年寄りの漬物歴史散歩

 東京つけもの史 政治経済に翻弄される
漬物という食品につながるエピソ-ド

黄表紙から

2012年09月07日 | 福神漬
築地社会教育会館から東に進む道は平成通りと言う名前となっている。京橋郵便局から三菱東京UFJ銀行築地支店の前を通り、中央区役所の下にある図書館に向かう。銀行の脇の歩道上に「桂川甫周屋敷跡」の説明板がある。先日訪れた大垣からやたらと気になって桂川家が再び気になり図書館で本を借り出す。中央区は地元と言う関係で桂川家の図書は多くこの点では実に助かる。
 江戸時代に医学系の蘭学は築地の桂川家を中心としていた。蘭学関係の史跡が築地周辺に多い。桂川甫周の弟(森島中良)の交友関係から文化人とか歌舞伎関係の交友もあったようだ。森島中良は森羅万象(しんらまんぞう)と言う筆名で黄表紙に作品を書いていたようだ。

提供資料
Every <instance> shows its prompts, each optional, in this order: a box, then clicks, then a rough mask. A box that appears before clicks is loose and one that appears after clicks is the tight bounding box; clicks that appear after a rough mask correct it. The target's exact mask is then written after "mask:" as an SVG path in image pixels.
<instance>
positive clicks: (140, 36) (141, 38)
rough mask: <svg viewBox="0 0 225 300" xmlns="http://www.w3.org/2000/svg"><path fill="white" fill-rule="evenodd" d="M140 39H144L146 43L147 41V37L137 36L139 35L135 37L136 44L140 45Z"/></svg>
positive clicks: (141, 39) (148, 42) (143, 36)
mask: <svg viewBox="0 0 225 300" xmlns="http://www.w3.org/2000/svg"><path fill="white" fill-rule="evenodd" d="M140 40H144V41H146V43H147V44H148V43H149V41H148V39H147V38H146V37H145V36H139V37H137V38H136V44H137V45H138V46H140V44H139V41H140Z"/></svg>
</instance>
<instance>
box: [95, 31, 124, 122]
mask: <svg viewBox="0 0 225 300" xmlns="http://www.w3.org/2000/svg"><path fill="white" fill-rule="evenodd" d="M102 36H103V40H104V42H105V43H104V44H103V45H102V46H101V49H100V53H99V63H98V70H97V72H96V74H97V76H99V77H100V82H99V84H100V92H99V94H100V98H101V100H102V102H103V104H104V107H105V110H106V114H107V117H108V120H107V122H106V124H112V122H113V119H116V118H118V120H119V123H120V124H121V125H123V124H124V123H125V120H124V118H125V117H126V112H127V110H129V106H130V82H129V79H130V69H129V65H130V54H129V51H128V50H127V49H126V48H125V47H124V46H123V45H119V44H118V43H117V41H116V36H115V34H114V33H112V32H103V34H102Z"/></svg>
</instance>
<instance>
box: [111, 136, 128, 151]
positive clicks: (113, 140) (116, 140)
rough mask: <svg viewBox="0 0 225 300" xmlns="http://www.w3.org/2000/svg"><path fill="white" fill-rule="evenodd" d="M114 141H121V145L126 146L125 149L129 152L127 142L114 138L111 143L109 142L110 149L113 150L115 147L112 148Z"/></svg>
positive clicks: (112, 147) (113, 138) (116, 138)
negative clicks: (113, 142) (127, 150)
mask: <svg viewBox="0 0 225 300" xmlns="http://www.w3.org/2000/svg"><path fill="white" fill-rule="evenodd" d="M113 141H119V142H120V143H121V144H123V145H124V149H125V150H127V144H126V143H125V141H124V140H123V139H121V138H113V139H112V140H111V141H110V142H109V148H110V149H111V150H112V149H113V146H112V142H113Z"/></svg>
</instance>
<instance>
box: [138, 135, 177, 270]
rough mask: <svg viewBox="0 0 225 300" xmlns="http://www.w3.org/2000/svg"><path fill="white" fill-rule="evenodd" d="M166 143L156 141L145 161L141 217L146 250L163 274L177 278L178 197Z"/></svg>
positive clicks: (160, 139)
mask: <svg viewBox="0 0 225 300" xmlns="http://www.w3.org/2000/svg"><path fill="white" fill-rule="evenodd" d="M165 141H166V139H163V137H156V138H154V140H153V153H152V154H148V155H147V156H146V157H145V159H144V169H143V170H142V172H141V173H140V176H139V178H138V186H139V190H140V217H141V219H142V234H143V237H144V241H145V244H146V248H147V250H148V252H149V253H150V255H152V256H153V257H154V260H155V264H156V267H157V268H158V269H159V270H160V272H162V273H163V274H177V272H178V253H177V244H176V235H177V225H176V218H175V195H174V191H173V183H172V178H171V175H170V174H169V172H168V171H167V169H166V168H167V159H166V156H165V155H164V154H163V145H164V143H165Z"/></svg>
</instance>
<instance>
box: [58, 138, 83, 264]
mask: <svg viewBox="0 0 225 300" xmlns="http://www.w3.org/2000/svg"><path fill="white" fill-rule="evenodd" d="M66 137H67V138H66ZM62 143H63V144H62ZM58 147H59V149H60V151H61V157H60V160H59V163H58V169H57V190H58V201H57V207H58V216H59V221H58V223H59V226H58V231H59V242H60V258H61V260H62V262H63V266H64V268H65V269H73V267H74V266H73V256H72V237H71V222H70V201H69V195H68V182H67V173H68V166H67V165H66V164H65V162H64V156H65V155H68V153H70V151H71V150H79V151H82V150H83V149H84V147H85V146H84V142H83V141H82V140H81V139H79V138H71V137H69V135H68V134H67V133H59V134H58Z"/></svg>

指示
1. 本文によると、江戸時代の医学系の蘭学は何を中心としていたか。
2. 本文の「東京つけもの史 政治経済に翻弄される」から「紙に作品を書いていたようだ。」までを、一字も変えずに書き写しなさい。
上に掲げた項目は、本文とは別の資料である。

解答
1. 築地の桂川家を中心としていた。

2.
東京つけもの史 政治経済に翻弄される
漬物という食品につながるエピソ-ド

黄表紙から

2012年09月07日 | 福神漬
築地社会教育会館から東に進む道は平成通りと言う名前となっている。京橋郵便局から三菱東京UFJ銀行築地支店の前を通り、中央区役所の下にある図書館に向かう。銀行の脇の歩道上に「桂川甫周屋敷跡」の説明板がある。先日訪れた大垣からやたらと気になって桂川家が再び気になり図書館で本を借り出す。中央区は地元と言う関係で桂川家の図書は多くこの点では実に助かる。
 江戸時代に医学系の蘭学は築地の桂川家を中心としていた。蘭学関係の史跡が築地周辺に多い。桂川甫周の弟(森島中良)の交友関係から文化人とか歌舞伎関係の交友もあったようだ。森島中良は森羅万象(しんらまんぞう)と言う筆名で黄表紙に作品を書いていたようだ。